*Assignment*: Copy out the forum discussion below on the Lord's Day and Presbyterian observance of Christmas, word for word and in full.

*Supplied passage*:
Start of Block

The resurrection of Christ is the historic occasion of the transition from the Jewish Sabbath to the Christian Sabbath, or the Lord's Day. So *every Lord's Day* we remember the resurrection. There is no Scriptural reason to make any particular distinction of one Lord's Day over another, as Rome does.


----------



## NaphtaliPress (Oct 22, 2006)

As far as the history behind "how" Presbyterians came to observe xmas in one fashion or another, see The Religious Observance of Christmas and ‘Holy Days’ in American Presbyterianism, something I wrote some years back.

Other articles are here.
Observing the day as if doing so were more pleasing to God is will worship; cultural trappings such as gathering for a family meal, which in and of themselves may be indifferent, should be a matter of liberty, subject to the Scriptural rules governing Christian liberty.


----------



## Croghanite (Oct 22, 2006)

Thanks for the resources. Very good.
OK, I understand the Puritans view on why we should not recognize "Holy days" that are not warranted in Scripture. Agreed.

End of Block

*Data shown*:

Start of Block

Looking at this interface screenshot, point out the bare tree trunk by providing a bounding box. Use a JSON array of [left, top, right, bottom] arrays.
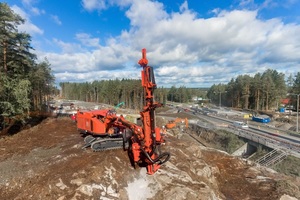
[[3, 42, 7, 72]]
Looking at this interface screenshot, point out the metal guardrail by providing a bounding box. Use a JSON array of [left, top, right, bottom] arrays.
[[192, 121, 300, 158], [255, 149, 287, 167]]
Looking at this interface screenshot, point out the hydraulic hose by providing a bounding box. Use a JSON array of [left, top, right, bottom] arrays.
[[141, 148, 171, 165]]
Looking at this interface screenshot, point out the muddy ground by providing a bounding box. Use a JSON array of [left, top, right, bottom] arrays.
[[0, 117, 300, 200]]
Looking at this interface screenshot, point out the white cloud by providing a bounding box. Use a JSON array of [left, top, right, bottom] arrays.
[[82, 0, 107, 11], [11, 5, 44, 35], [76, 33, 100, 47], [34, 0, 300, 87], [50, 15, 62, 25]]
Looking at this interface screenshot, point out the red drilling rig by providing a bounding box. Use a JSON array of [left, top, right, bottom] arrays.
[[76, 49, 170, 174]]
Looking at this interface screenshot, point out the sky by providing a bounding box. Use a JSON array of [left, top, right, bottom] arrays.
[[4, 0, 300, 88]]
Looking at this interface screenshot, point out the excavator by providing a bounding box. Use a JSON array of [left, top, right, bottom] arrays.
[[76, 49, 170, 175], [166, 117, 189, 129]]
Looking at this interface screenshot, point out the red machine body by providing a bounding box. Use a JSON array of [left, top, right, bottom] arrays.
[[77, 49, 170, 174]]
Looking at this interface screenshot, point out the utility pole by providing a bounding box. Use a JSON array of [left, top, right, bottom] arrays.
[[215, 91, 227, 108], [288, 94, 300, 133]]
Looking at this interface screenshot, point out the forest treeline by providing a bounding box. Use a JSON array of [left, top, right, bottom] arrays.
[[60, 79, 205, 109], [0, 3, 56, 132], [207, 69, 300, 110], [0, 3, 300, 133], [60, 69, 300, 110]]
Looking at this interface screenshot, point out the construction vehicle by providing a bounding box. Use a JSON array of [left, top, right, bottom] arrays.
[[115, 101, 125, 109], [76, 49, 170, 175], [166, 117, 189, 129]]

End of Block

*Answer to this exercise*:
The resurrection of Christ is the historic occasion of the transition from the Jewish Sabbath to the Christian Sabbath, or the Lord's Day. So *every Lord's Day* we remember the resurrection. There is no Scriptural reason to make any particular distinction of one Lord's Day over another, as Rome does.


----------



## NaphtaliPress (Oct 22, 2006)

As far as the history behind "how" Presbyterians came to observe xmas in one fashion or another, see The Religious Observance of Christmas and ‘Holy Days’ in American Presbyterianism, something I wrote some years back.

Other articles are here.
Observing the day as if doing so were more pleasing to God is will worship; cultural trappings such as gathering for a family meal, which in and of themselves may be indifferent, should be a matter of liberty, subject to the Scriptural rules governing Christian liberty.


----------



## Croghanite (Oct 22, 2006)

Thanks for the resources. Very good.
OK, I understand the Puritans view on why we should not recognize "Holy days" that are not warranted in Scripture. Agreed.